(Do this):
Write out the material exactly, without any of its pictures.

(Data to process):
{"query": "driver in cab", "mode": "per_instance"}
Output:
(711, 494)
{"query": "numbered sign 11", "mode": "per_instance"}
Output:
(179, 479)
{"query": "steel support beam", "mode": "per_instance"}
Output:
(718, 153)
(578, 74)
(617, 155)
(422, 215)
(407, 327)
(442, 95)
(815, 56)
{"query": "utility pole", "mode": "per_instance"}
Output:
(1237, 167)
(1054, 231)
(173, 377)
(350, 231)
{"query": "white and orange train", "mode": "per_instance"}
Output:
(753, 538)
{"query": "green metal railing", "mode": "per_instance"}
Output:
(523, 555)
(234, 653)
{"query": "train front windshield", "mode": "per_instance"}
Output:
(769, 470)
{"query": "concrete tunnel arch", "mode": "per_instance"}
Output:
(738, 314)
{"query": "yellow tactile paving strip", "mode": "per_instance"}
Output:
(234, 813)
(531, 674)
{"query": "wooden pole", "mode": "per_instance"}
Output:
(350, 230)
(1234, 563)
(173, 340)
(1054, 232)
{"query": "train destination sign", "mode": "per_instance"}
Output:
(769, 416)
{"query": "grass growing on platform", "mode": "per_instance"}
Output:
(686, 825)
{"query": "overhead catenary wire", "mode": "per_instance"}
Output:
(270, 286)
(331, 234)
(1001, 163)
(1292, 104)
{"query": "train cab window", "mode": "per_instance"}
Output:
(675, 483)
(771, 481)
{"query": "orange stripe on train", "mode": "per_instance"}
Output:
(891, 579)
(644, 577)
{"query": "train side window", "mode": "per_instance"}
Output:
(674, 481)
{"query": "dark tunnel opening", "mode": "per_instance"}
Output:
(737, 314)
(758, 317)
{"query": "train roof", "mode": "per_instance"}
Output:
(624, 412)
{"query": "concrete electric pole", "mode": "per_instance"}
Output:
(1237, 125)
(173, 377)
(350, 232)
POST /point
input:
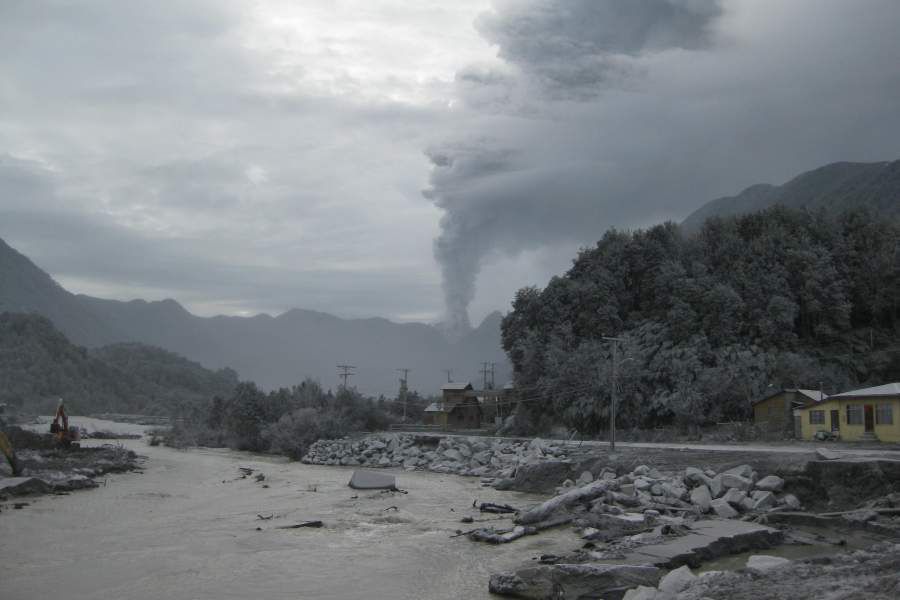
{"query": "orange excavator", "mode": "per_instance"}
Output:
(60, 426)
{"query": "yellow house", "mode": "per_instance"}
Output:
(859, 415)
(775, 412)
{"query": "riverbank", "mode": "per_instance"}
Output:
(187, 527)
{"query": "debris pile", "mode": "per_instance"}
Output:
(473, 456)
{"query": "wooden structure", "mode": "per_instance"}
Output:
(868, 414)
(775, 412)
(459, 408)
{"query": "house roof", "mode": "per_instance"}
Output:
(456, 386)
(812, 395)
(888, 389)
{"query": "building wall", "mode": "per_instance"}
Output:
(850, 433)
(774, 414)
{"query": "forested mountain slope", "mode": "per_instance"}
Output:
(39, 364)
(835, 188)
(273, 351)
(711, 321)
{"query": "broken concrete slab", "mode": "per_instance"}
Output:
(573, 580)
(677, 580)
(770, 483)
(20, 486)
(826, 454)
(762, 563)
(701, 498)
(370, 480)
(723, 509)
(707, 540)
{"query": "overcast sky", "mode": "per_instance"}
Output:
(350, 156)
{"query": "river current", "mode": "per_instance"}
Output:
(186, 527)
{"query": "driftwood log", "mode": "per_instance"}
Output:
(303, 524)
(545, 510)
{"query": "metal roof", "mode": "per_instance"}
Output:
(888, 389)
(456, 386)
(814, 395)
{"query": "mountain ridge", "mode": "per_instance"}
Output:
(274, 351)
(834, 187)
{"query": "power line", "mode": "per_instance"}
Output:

(Final result):
{"query": "driver in cab", "mode": "per_instance"}
Output:
(711, 494)
{"query": "numbered sign 11", "mode": "per_instance"}
Output:
(179, 479)
{"query": "steel support beam", "mode": "per_instance"}
Output:
(718, 153)
(578, 74)
(617, 155)
(422, 215)
(407, 327)
(442, 95)
(815, 56)
{"query": "utility pole", "mode": "per_instance"}
Output:
(1237, 167)
(1054, 231)
(173, 377)
(350, 231)
{"query": "white and orange train", "mode": "per_instance"}
Output:
(753, 538)
{"query": "green metal railing", "mode": "per_instance"}
Output:
(523, 555)
(234, 653)
{"query": "train front windshield", "mode": "per_instance"}
Output:
(769, 470)
{"query": "concrete tunnel arch", "mode": "per_instance"}
Output:
(738, 314)
{"query": "yellow tactile paving strip", "mode": "per_instance"}
Output:
(234, 813)
(531, 674)
{"query": "wooden pole", "mode": "per_instance"}
Output:
(350, 230)
(1234, 563)
(173, 340)
(1054, 232)
{"query": "train destination sign", "mode": "per_instance"}
Output:
(769, 416)
{"query": "grass growing on platform", "mode": "per_instance"}
Output:
(686, 825)
{"query": "overhead catenary wire", "mode": "per_instance"}
Output:
(270, 286)
(331, 234)
(1001, 163)
(1292, 104)
{"query": "train cab window", "mode": "per_instance"}
Output:
(675, 483)
(771, 481)
{"query": "orange stripe on train", "mode": "per_instance"}
Output:
(891, 579)
(644, 577)
{"query": "train side window", "mode": "per_instance"}
Output:
(674, 481)
{"query": "dark tunnel opening", "mode": "per_instance"}
Output:
(737, 314)
(758, 317)
{"query": "train roof", "mode": "per_instance"}
Output:
(624, 412)
{"query": "concrete electric pole", "mode": "per_instance"}
Output:
(1237, 125)
(173, 377)
(350, 232)
POST /point
input:
{"query": "orange excavator", "mode": "per_instance"}
Output:
(60, 426)
{"query": "yellow house", "mode": "per_instance"}
Output:
(859, 415)
(775, 412)
{"query": "riverbank", "mode": "per_instance"}
Output:
(187, 527)
{"query": "debris pile", "mode": "per_instance"}
Output:
(473, 456)
{"query": "wooden structure", "mode": "per_instance"}
Output:
(868, 414)
(775, 412)
(459, 408)
{"query": "house roof", "mode": "per_instance"}
Output:
(456, 386)
(812, 395)
(888, 389)
{"query": "building wall", "mode": "per_instance"}
Output:
(850, 433)
(774, 414)
{"query": "forested mountain slope", "mode": "per_instance"}
Output:
(39, 364)
(835, 188)
(273, 351)
(711, 321)
{"query": "broken concrete slab", "mode": "per_instance"}
Output:
(573, 580)
(677, 580)
(770, 483)
(20, 486)
(826, 454)
(762, 563)
(701, 498)
(370, 480)
(723, 509)
(707, 540)
{"query": "overcast sky", "mode": "per_instance"}
Output:
(350, 156)
{"query": "river current", "mode": "per_instance"}
Output:
(186, 527)
{"query": "driftwood log", "mode": "per_instance"}
Output:
(303, 524)
(545, 510)
{"query": "metal roof", "mode": "per_instance"}
Output:
(888, 389)
(456, 386)
(814, 395)
{"query": "mountain ridge", "mode": "per_instance"}
Output:
(274, 351)
(834, 187)
{"query": "power line", "mode": "per_instance"}
Output:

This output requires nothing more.